Bake-off: Word analogies

Important: This isn't being run as a bake-off this year. It's included in the repository in case people want to do additional exploration or incorporate this kind of evaluation into a project.

In [1]:
__author__ = "Christopher Potts"
__version__ = "CS224u, Stanford, Spring 2018 term"

Overview

Word analogies provide another kind of evaluation for distributed representations. Here, we are given three vectors A, B, and C, in the relationship

A is to B as C is to __

and asked to identify the fourth that completes the analogy. This section conducts such analyses using a large, automatically collected analogies dataset from Google. These analogies are by and large substantially easier than the classic brain-teaser analogies that used to appear on tests like the SAT, but it's still an interesting, demanding task.

The core idea is that we make predictions by creating the vector

$$(A−B)+C$$

and then ranking all vectors based on their distance from this new vector, choosing the closest as our prediction.

Set-up

In [2]:
from collections import defaultdict
import csv
import numpy as np
import os
import pandas as pd
from scipy.stats import spearmanr
import vsm
In [3]:
data_home = 'vsmdata'

analogies_home = os.path.join(data_home, 'question-data')

Analogy completion

The function analogy_completion implements the analogy calculation on VSMs.

In [4]:
def analogy_completion(a, b, c, df, distfunc=vsm.cosine):
    """a is to be as c is to predicted, where predicted is the 
    closest to (b-a) + c"""
    for x in (a, b, c):
        if x not in df.index:
            raise ValueError('{} is not in this VSM'.format(x))
    avec = df.loc[a]
    bvec = df.loc[b]
    cvec = df.loc[c]
    newvec = (bvec - avec) + cvec
    dists = df.apply(lambda row: distfunc(newvec, row))

__What you need to do__:
- 1) Print the word analogies page between "and asked to" and "interesting, demanding task.", inclusive.
- 2) According to the word analogies page, where does the large analogies dataset it uses come from?

__Given records__:

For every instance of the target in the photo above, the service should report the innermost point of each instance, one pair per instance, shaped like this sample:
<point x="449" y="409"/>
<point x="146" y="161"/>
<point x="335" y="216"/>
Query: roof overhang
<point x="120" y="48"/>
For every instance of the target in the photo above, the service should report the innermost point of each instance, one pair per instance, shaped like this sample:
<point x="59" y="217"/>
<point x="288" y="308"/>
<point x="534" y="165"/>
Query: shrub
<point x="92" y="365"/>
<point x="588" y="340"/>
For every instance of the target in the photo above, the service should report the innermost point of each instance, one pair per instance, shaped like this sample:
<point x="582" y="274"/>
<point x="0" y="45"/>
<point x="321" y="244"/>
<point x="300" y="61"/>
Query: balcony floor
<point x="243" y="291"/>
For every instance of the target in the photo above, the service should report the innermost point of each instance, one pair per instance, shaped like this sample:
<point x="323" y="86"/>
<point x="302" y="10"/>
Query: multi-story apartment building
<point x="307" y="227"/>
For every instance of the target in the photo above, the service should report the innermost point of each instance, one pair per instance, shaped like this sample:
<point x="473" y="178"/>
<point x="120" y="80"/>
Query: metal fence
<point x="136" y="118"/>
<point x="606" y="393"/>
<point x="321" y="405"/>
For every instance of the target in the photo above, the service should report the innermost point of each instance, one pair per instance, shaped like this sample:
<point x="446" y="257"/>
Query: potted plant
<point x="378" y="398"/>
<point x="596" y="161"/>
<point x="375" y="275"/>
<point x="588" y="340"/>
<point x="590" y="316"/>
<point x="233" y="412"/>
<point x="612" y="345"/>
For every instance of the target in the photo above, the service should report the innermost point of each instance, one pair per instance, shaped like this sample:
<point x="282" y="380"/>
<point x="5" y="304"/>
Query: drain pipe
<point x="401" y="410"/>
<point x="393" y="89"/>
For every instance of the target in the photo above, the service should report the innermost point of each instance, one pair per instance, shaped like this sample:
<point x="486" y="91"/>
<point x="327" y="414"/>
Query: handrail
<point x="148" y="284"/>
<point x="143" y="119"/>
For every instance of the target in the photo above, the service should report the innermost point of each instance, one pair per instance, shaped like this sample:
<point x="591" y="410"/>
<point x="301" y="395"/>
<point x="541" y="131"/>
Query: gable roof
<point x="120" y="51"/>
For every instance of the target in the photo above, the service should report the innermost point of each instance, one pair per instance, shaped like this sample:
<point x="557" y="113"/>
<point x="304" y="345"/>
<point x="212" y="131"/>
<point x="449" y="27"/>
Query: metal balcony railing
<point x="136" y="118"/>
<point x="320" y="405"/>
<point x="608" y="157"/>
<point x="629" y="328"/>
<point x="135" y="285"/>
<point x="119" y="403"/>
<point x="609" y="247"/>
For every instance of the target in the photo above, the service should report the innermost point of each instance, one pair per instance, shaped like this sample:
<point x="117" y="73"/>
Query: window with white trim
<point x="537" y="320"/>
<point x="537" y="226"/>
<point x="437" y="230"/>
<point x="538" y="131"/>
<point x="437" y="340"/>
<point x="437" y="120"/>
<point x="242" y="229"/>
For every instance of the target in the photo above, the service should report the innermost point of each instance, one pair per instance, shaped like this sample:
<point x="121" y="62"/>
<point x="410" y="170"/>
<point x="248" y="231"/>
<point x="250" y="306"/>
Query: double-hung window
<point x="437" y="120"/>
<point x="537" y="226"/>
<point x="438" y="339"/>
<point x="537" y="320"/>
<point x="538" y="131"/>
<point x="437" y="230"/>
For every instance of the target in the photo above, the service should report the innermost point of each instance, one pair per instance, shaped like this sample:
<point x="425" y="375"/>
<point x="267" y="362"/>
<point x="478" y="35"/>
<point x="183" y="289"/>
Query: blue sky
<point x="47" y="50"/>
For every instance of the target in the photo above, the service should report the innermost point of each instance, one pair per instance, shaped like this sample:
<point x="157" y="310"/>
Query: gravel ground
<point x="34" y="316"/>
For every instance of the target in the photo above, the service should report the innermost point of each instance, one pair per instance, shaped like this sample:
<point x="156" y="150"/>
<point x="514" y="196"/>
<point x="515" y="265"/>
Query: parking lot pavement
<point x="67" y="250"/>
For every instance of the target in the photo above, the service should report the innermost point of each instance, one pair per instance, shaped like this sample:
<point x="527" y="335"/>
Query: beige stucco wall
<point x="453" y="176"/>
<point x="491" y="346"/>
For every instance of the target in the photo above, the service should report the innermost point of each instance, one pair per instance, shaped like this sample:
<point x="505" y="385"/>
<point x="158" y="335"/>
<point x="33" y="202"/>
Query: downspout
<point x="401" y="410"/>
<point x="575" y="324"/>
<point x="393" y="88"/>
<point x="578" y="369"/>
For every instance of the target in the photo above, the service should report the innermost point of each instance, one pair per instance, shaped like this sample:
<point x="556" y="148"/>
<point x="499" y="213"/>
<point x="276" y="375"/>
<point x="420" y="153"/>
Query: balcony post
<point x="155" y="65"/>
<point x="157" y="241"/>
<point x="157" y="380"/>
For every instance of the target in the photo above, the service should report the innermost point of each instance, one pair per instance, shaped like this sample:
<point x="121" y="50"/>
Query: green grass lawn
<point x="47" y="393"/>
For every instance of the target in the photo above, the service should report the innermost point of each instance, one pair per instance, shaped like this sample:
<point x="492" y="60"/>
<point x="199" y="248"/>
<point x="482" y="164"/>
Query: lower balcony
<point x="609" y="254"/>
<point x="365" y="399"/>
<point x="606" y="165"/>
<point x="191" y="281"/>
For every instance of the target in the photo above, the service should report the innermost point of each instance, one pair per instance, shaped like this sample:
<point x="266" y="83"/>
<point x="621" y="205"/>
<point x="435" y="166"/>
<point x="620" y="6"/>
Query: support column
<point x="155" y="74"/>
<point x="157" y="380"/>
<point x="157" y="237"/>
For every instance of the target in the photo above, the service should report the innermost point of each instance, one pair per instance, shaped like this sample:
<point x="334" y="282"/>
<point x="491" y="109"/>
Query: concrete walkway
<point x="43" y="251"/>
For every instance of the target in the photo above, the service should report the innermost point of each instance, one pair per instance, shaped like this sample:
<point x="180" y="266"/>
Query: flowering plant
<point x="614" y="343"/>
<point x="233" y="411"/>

__The solutions__:
- 1)
and asked to identify the fourth that completes the analogy. This section conducts such analyses using a large, automatically collected analogies dataset from Google. These analogies are by and large substantially easier than the classic brain-teaser analogies that used to appear on tests like the SAT, but it's still an interesting, demanding task.

- 2) Google